What you have to do:
Beginning with the line that holds "Task: for the greenhouse-bench survey, tag the fish dorsal", set down each line of the data below through the very last, exactly as given, and nothing beyond that.

-- BEGIN Dataset content --

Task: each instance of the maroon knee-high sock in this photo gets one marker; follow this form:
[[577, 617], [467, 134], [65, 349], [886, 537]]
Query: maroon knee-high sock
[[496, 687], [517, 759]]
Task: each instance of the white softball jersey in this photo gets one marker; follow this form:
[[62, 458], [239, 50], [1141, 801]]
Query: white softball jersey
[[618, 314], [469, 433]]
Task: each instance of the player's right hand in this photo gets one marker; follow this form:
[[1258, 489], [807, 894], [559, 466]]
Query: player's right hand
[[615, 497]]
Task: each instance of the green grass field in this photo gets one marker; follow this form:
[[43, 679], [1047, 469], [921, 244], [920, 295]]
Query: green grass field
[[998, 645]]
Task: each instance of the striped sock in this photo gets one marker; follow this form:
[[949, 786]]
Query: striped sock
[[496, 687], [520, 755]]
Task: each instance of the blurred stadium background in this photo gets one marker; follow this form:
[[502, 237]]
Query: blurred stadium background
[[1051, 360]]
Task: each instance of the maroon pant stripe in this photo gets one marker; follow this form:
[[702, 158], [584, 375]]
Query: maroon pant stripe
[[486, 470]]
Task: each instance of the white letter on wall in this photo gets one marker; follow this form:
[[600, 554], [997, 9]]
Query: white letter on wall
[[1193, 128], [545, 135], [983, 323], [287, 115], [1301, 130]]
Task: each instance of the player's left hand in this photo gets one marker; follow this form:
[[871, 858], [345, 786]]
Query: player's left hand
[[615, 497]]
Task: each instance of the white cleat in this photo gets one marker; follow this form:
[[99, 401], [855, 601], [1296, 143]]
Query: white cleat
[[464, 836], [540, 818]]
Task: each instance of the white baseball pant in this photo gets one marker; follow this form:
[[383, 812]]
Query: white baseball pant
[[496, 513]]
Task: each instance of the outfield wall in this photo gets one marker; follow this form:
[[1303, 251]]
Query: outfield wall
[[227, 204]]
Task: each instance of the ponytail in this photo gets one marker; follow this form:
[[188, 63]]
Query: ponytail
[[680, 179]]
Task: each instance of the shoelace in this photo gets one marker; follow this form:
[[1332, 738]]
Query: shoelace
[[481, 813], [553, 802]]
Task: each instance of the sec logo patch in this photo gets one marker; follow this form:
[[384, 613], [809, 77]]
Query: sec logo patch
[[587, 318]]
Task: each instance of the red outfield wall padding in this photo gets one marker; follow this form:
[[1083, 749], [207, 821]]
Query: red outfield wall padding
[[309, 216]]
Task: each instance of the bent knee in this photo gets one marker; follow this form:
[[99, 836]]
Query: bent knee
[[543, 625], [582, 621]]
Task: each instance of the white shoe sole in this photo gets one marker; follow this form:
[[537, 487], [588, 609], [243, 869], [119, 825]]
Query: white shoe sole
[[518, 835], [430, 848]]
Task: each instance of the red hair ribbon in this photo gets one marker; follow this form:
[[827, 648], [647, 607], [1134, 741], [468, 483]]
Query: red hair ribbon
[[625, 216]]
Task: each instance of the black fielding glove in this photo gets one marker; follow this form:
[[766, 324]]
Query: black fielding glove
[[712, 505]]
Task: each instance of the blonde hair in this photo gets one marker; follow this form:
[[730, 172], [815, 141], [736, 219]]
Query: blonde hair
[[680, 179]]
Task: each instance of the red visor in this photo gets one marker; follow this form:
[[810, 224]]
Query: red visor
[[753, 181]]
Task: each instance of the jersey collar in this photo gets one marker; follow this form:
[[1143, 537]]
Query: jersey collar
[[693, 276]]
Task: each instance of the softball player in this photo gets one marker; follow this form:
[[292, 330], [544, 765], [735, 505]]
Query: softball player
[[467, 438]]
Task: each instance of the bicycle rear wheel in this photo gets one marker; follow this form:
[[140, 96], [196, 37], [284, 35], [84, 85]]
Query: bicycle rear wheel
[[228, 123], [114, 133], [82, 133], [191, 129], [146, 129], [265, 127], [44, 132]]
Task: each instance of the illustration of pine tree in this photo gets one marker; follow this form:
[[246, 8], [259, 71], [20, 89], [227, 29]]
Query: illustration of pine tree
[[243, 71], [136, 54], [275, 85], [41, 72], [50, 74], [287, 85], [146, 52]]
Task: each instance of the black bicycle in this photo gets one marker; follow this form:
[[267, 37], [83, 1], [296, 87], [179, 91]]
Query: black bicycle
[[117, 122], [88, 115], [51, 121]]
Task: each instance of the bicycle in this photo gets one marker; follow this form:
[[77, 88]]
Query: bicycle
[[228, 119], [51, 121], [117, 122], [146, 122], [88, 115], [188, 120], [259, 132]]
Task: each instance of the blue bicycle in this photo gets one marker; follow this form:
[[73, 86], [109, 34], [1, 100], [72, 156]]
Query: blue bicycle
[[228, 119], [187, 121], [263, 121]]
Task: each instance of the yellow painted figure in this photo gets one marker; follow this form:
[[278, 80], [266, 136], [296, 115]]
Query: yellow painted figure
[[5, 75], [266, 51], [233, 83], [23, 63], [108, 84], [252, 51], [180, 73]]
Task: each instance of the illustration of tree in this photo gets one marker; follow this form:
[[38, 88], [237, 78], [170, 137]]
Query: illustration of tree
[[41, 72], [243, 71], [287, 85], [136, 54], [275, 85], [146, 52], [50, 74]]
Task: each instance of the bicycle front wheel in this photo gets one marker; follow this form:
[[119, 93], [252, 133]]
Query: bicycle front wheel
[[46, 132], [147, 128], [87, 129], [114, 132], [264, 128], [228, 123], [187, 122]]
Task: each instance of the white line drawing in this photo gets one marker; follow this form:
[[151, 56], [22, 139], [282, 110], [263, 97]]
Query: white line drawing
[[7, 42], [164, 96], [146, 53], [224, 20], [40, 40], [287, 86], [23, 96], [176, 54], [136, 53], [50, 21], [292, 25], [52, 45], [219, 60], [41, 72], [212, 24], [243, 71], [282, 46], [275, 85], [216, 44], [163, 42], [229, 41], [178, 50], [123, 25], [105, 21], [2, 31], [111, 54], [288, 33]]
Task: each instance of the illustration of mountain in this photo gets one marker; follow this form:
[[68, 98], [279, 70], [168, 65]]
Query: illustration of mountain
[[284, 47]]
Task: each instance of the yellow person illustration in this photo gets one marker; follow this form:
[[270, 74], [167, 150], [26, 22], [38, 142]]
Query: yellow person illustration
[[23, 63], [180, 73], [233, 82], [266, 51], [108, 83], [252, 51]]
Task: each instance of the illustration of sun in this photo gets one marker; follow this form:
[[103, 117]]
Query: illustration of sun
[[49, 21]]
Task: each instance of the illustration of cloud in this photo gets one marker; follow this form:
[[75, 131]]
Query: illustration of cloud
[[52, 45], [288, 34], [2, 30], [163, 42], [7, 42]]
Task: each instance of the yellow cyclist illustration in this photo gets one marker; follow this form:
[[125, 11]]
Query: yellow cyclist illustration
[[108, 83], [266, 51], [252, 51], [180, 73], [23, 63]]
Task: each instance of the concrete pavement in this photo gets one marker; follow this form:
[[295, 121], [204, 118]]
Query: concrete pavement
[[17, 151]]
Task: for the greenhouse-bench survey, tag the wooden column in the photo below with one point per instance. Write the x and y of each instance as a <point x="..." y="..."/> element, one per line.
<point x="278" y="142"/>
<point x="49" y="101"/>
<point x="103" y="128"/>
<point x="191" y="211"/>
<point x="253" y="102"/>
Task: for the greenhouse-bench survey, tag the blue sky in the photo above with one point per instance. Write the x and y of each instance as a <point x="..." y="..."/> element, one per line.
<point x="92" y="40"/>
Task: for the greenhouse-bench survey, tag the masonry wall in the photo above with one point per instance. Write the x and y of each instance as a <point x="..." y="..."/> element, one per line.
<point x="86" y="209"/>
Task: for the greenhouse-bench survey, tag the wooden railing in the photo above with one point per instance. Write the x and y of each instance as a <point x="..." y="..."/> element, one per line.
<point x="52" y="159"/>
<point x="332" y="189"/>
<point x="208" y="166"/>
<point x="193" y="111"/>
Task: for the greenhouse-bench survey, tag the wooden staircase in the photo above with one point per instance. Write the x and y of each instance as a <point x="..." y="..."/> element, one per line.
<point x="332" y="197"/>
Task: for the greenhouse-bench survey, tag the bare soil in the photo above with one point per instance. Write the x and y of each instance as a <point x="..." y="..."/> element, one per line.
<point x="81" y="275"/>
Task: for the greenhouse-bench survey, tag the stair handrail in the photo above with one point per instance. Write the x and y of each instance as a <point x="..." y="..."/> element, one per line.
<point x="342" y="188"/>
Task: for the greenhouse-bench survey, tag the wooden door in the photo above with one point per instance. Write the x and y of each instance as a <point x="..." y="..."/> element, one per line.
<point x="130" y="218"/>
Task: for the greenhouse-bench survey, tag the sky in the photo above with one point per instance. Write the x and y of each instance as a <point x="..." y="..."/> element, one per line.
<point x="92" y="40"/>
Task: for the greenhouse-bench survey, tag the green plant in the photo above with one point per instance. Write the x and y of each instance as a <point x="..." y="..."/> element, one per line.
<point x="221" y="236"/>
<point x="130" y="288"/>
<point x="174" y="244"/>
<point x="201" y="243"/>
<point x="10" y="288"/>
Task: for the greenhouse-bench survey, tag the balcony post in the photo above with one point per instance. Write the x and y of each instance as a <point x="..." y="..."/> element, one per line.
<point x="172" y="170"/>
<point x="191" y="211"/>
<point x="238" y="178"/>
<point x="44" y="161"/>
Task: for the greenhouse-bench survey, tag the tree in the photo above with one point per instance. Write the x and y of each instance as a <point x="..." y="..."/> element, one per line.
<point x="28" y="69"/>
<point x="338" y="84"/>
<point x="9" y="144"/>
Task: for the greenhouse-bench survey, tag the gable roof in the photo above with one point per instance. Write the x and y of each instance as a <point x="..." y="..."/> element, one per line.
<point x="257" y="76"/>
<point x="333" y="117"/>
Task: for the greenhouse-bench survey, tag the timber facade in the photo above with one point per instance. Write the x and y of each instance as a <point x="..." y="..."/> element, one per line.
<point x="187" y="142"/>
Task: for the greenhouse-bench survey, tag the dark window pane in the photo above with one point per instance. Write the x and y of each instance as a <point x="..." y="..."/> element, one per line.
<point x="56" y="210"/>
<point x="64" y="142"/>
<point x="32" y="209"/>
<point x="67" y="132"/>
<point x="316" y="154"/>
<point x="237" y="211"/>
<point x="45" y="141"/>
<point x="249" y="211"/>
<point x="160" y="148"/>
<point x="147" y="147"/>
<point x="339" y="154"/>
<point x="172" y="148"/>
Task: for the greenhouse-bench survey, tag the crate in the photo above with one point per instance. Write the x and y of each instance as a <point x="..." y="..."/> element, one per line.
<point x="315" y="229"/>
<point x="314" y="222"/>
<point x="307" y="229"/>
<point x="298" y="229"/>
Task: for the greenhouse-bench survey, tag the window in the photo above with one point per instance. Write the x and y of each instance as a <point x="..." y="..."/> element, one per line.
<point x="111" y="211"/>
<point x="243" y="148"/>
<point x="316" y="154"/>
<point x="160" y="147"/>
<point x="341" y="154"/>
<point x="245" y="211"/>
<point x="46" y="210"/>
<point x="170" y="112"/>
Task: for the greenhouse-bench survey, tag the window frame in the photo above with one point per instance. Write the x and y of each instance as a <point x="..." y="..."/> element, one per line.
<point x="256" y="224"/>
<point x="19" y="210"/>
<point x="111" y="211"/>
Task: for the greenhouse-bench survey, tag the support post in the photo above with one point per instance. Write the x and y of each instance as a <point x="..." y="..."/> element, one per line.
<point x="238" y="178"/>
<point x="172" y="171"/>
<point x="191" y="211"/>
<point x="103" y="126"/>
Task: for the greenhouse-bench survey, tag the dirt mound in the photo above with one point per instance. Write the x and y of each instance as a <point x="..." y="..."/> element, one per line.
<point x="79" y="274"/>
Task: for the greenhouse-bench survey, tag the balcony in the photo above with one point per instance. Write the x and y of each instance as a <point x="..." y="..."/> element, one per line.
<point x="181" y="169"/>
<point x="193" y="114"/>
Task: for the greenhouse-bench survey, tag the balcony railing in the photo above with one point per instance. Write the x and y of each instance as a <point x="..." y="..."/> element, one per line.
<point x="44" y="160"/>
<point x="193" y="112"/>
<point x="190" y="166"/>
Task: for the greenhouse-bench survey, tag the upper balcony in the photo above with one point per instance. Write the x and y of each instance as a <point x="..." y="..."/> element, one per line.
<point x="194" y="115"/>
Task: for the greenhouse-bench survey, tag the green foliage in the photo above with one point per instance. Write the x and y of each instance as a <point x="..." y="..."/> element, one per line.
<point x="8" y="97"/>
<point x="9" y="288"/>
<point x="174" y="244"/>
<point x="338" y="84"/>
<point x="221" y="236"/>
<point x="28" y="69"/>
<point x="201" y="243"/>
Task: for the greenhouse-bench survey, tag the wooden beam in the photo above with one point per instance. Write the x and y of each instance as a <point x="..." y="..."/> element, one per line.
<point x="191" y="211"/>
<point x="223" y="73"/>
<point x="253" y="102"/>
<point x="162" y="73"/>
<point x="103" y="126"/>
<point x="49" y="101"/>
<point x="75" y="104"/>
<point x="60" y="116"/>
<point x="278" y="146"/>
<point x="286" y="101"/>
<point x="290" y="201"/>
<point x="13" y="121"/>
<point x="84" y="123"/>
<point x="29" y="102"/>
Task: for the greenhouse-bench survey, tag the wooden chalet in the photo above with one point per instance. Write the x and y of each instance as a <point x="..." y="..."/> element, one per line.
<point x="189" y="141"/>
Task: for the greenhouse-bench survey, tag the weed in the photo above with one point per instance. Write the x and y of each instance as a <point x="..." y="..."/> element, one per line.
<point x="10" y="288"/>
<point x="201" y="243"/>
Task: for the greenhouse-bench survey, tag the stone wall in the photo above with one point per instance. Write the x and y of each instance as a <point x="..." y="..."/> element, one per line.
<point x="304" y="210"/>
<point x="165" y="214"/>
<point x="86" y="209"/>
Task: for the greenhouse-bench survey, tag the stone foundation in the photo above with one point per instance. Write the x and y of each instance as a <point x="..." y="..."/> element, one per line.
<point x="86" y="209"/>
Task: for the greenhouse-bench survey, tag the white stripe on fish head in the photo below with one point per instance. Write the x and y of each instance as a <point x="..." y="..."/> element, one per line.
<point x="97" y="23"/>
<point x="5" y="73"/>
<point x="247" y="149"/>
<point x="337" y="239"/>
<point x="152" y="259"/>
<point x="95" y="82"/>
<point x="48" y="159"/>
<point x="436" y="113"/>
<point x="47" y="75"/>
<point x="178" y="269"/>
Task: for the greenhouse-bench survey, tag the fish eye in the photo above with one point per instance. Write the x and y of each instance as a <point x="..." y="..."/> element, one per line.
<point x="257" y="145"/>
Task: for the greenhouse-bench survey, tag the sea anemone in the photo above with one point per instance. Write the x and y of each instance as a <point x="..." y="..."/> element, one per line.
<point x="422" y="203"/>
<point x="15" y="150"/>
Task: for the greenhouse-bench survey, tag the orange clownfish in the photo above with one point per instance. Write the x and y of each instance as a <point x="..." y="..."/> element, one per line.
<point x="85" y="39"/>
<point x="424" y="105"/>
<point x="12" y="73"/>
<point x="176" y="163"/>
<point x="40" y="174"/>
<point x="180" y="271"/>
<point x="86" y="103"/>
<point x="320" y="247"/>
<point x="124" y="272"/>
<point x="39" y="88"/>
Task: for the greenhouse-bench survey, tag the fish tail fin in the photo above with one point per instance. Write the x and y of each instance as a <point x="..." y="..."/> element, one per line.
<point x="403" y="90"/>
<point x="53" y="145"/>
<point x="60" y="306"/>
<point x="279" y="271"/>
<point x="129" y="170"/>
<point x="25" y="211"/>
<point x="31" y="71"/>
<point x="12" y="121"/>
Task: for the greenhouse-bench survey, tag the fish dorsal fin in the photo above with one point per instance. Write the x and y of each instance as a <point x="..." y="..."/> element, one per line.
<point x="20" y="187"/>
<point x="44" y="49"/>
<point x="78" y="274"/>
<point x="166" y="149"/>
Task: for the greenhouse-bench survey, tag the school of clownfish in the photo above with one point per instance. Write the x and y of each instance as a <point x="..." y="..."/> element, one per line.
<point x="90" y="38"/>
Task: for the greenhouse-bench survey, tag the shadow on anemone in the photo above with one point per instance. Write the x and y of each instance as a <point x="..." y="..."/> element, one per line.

-- END Dataset content --

Exercise output:
Task: for the greenhouse-bench survey, tag the fish dorsal fin in the photo above with one point per instance. Write the x and y of each instance as a <point x="..." y="..."/> element, one per line.
<point x="20" y="187"/>
<point x="44" y="49"/>
<point x="78" y="274"/>
<point x="166" y="149"/>
Task: for the greenhouse-bench survey, tag the school of clownfish in the photo above with one point per instance. Write the x and y of each instance as a <point x="..." y="..."/> element, one per line.
<point x="90" y="38"/>
Task: for the greenhouse-bench survey, tag the shadow on anemone in the photo above with one point per instance. Write the x and y of each instance as a <point x="..." y="..."/> element, one per line.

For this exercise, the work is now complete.